The request> Extract each line from the items below that contains the string "megaphone". Matching is case-sensitive.
**** Material shown
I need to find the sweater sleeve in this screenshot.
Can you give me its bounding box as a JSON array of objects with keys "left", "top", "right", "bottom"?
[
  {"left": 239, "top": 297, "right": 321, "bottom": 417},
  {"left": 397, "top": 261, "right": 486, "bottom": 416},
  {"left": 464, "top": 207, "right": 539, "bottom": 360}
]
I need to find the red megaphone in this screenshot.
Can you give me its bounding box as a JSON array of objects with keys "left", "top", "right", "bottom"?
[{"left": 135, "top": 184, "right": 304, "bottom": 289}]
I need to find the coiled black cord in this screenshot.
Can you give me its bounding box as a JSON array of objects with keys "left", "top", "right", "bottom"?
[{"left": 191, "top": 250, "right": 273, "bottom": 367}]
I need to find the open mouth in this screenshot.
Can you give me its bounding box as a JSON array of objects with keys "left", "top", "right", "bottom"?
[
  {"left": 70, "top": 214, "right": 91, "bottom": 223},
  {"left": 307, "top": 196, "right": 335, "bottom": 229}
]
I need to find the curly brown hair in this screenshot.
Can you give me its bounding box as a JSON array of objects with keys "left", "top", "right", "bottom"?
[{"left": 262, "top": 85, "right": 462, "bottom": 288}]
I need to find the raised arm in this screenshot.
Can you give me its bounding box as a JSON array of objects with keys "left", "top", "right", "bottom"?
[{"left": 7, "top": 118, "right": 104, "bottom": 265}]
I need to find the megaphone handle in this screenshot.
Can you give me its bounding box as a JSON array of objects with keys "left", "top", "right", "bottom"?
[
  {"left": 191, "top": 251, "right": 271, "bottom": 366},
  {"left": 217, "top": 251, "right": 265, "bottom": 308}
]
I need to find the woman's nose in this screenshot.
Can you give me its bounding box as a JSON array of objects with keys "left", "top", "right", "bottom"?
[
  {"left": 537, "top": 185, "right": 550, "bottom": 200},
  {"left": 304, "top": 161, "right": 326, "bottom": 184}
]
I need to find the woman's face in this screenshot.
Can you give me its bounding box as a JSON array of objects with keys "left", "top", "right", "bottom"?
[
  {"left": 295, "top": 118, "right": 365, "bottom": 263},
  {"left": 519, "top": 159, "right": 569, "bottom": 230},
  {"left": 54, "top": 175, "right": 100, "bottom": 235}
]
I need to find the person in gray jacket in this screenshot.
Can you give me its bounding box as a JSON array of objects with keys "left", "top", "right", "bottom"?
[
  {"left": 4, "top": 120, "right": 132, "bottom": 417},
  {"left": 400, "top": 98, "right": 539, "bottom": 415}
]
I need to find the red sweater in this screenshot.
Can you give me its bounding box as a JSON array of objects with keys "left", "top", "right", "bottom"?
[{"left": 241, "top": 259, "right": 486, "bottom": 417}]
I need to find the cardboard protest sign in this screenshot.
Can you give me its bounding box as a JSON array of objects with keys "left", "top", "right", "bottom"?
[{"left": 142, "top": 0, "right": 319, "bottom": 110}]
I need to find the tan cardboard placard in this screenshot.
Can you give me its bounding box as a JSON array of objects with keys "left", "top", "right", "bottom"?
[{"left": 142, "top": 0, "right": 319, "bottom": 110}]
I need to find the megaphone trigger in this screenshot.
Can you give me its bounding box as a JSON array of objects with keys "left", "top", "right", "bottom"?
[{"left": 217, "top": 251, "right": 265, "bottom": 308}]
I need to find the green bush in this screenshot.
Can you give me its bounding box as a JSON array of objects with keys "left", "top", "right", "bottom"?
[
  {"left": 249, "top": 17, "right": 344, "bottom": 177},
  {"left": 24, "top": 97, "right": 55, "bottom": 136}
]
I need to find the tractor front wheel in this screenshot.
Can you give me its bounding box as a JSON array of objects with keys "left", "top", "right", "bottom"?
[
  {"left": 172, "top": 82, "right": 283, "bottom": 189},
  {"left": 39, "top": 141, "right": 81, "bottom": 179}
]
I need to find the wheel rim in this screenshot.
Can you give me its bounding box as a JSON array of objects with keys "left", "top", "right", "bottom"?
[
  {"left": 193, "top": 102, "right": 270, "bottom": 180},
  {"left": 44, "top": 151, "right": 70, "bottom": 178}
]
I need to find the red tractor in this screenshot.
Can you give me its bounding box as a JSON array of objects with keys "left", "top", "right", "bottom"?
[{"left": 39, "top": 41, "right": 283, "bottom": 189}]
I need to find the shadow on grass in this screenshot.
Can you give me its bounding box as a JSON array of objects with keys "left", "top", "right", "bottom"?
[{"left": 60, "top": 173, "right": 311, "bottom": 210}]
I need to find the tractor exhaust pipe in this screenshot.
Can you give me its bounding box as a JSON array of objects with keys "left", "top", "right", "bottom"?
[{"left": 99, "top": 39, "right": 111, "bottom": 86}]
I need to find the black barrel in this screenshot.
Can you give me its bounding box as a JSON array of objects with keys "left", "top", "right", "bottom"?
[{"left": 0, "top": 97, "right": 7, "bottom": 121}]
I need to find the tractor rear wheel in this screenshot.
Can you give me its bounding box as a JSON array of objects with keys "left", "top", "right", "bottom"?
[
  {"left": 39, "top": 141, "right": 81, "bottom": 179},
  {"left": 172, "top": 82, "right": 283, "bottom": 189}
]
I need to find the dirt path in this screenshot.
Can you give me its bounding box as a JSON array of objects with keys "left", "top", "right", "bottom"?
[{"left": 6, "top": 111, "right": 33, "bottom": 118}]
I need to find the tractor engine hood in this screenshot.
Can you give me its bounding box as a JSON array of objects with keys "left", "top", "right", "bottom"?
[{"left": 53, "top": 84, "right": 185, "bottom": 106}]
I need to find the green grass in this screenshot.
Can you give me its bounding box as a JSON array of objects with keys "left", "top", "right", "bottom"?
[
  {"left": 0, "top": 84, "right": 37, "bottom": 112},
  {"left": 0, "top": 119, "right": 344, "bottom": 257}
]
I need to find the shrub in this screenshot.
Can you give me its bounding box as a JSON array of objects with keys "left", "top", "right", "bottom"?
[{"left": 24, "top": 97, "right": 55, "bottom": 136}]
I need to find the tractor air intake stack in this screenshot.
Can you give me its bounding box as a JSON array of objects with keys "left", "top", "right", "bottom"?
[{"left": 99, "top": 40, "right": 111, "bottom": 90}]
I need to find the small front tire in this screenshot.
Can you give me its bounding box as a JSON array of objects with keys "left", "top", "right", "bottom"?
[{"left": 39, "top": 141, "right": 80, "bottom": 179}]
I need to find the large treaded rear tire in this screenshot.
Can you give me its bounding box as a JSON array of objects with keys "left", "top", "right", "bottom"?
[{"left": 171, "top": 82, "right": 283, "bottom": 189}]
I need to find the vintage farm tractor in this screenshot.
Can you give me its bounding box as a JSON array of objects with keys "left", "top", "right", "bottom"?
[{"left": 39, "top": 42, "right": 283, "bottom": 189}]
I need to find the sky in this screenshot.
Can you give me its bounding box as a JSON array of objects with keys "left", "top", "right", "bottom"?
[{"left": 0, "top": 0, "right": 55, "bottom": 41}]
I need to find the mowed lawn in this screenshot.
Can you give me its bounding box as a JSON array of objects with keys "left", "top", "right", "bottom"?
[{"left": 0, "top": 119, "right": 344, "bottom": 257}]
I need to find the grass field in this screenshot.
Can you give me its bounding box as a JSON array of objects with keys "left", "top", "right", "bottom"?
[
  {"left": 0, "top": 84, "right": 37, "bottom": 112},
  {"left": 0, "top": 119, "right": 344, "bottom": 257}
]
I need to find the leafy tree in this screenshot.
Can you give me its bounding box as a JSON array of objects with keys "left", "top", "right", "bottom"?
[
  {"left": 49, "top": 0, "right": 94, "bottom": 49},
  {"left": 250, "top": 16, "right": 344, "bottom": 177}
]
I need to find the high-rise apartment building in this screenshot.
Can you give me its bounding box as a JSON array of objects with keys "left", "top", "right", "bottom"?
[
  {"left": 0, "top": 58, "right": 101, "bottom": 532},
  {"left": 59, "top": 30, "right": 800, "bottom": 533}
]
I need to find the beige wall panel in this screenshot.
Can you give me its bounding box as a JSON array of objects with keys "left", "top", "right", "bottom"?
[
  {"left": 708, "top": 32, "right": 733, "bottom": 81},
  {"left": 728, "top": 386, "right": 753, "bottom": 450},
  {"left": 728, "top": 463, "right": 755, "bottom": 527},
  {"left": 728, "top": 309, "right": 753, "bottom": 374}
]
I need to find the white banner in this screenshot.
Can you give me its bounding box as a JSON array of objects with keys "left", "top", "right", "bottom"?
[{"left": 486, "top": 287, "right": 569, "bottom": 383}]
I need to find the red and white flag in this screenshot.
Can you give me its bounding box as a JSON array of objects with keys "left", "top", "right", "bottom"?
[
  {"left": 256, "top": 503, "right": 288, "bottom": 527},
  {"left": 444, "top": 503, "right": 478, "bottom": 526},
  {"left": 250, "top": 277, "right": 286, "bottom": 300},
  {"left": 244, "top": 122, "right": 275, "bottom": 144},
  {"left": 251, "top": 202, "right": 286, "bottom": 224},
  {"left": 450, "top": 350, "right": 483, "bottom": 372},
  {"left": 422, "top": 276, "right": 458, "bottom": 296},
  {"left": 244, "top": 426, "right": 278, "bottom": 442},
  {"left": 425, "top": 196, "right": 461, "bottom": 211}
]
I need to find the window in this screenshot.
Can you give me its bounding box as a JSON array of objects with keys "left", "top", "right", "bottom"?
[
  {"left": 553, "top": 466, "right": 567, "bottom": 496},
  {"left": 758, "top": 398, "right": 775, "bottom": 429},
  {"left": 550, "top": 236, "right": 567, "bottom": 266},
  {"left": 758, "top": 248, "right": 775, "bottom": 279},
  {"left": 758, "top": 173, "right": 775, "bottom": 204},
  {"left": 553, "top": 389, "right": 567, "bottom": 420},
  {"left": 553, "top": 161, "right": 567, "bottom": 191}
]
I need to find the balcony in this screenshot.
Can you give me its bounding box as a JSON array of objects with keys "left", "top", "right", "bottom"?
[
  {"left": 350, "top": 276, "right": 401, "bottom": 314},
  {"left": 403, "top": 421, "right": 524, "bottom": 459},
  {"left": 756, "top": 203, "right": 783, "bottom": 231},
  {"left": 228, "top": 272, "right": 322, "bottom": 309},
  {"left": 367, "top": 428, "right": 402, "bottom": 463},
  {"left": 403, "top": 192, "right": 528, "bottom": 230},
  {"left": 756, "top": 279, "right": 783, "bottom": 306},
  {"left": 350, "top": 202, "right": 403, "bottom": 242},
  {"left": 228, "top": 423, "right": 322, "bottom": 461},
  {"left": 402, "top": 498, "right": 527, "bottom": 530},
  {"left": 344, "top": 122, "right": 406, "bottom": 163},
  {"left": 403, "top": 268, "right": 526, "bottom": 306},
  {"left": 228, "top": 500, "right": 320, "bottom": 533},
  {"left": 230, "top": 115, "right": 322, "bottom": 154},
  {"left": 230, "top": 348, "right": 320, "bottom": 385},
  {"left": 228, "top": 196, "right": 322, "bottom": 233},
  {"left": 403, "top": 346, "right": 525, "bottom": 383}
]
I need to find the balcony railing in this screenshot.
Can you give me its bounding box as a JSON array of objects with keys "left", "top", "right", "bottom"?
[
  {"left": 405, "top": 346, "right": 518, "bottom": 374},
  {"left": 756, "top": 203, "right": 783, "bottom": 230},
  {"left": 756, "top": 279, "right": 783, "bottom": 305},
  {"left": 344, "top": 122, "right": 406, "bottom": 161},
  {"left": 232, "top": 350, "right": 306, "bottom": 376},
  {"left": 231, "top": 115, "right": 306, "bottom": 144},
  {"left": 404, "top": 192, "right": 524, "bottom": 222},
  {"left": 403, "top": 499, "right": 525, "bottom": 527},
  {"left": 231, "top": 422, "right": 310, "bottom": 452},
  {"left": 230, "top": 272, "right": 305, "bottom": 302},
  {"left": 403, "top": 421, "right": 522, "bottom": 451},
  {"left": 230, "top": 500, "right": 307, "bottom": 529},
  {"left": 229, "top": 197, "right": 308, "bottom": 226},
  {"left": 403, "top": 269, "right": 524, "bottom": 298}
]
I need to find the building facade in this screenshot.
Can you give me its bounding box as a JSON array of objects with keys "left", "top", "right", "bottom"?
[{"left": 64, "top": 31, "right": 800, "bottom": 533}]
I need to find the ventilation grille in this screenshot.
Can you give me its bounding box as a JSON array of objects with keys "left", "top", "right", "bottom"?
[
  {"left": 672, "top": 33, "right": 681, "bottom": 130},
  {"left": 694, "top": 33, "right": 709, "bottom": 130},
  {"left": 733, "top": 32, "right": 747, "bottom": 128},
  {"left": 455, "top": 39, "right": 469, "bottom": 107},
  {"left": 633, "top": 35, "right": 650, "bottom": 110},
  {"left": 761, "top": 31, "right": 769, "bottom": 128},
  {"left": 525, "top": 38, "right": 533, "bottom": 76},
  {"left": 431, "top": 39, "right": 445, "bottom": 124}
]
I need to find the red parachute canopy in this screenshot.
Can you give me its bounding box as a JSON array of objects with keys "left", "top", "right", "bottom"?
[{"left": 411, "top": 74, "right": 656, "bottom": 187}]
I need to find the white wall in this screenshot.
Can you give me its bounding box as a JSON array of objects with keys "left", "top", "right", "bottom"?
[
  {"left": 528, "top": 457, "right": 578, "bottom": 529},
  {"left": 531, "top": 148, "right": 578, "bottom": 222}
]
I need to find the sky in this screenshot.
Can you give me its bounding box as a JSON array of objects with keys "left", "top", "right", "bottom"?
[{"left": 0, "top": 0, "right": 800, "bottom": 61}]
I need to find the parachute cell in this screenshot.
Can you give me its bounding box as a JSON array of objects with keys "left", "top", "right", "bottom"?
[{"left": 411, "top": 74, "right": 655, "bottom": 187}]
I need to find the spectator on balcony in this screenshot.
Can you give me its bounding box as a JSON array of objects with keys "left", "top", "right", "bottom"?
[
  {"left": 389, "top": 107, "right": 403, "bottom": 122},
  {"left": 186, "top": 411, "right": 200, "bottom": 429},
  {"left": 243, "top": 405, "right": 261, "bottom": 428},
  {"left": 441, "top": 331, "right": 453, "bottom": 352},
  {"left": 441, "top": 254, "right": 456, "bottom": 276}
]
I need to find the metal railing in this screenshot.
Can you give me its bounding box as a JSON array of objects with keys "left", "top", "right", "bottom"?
********
The output>
I need to find the red megaphone in this screenshot.
I need to find the megaphone handle in this screenshot.
I need to find the megaphone trigger in this screenshot.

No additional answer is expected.